## [TEXT SEGMENT]
-=-=-

Findings seen in animal, lab research
TUESDAY, April 7, 2015 (HealthDay News) — Exposure to tobacco smoke prompts methicillin-resistant Staphylococcus aureus (MRSA) bacteria to become even more aggressive, and makes it harder for the immune system to fight off the infection, according to a laboratory-based study published online March 30 in Infection and Immunity.
For the study, researchers infected disease-fighting immune cells with MRSA bacteria to see how one might affect the other. Some of the bacteria were grown normally, while others were exposed to cigarette smoke extract. The researchers then tested how susceptible the bacteria were to the immune cells’ defenses. The MRSA bacteria exposed to cigarette smoke were less likely to be killed by different immune system artillery.

-=-=-

## [PROVIDED MATERIAL]
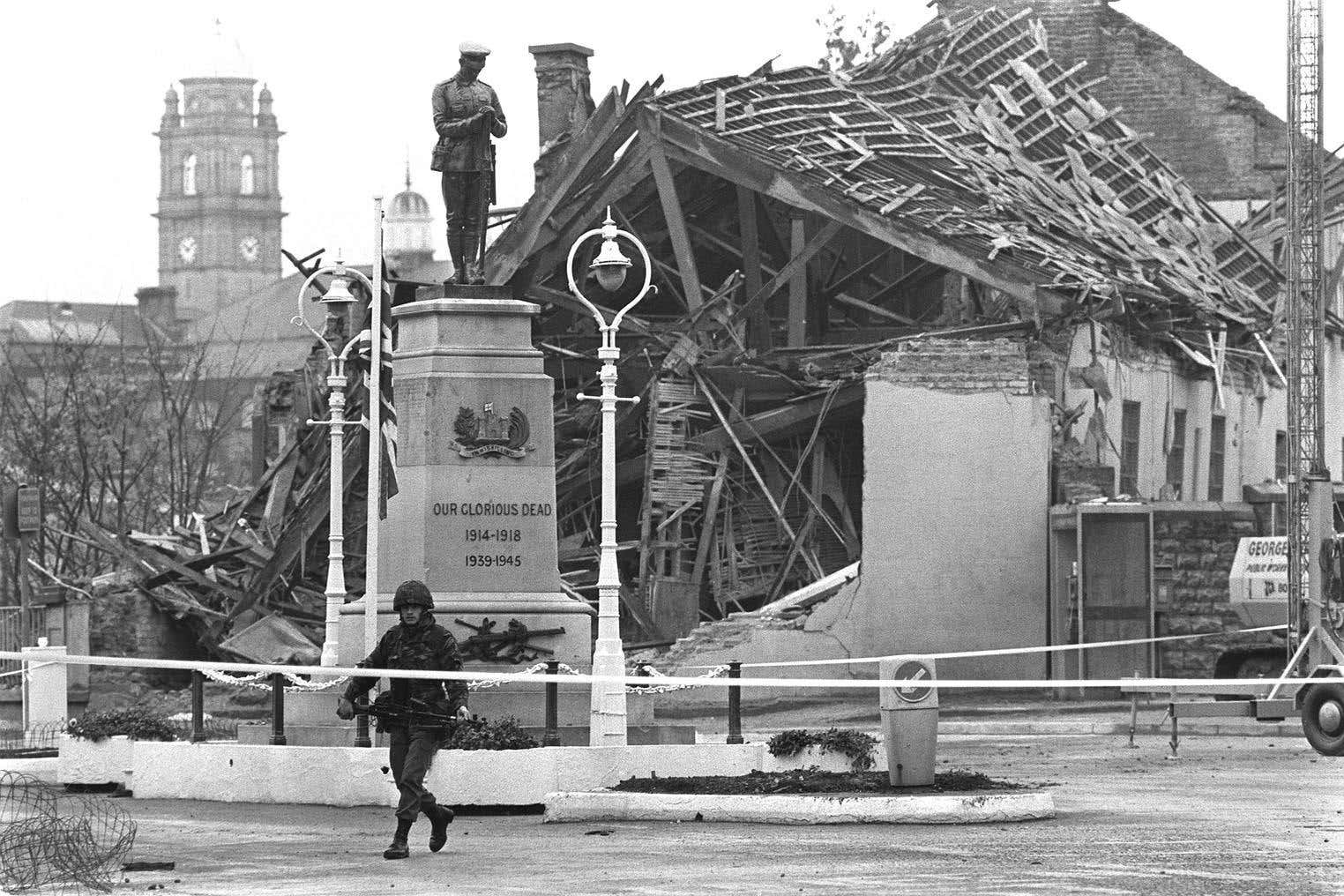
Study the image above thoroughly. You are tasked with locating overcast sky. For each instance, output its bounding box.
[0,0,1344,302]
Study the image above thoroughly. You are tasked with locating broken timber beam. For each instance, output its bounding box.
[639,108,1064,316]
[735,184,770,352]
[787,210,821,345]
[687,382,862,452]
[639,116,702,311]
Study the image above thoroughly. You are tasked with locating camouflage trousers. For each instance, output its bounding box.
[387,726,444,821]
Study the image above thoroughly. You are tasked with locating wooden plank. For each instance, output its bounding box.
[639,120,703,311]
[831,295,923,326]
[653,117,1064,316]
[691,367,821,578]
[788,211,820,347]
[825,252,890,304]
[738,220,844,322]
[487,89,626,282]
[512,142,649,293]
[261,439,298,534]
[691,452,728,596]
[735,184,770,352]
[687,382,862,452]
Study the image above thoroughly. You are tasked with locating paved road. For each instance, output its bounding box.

-=-=-

## [EXERCISE SET]
1. In the news report on tobacco smoke and MRSA, what were some of the bacteria exposed to before being tested against the immune cells?
2. Carry on the news report about tobacco smoke and MRSA, picking up right after its final sentence.

## [OUTPUTS IN ORDER]
1. Cigarette smoke extract.

2.
MRSA exposed to cigarette smoke were better at invading human cells grown in the lab. And in mouse experiments, the smoke-subjected MRSA survived better and caused pneumonia with a higher mortality rate. Moreover, the more smoke exposure the bacteria received, the more resistant they became to the immune cells’ defense mechanisms, the researchers said.
“Cigarette smokers are known to be more susceptible to infectious diseases. Now we have evidence that cigarette smoke-induced resistance in MRSA may be an additional contributing factor,” senior author Laura Crotty Alexander, M.D., an assistant clinical professor of medicine at the University of California in San Diego, said in a university news release.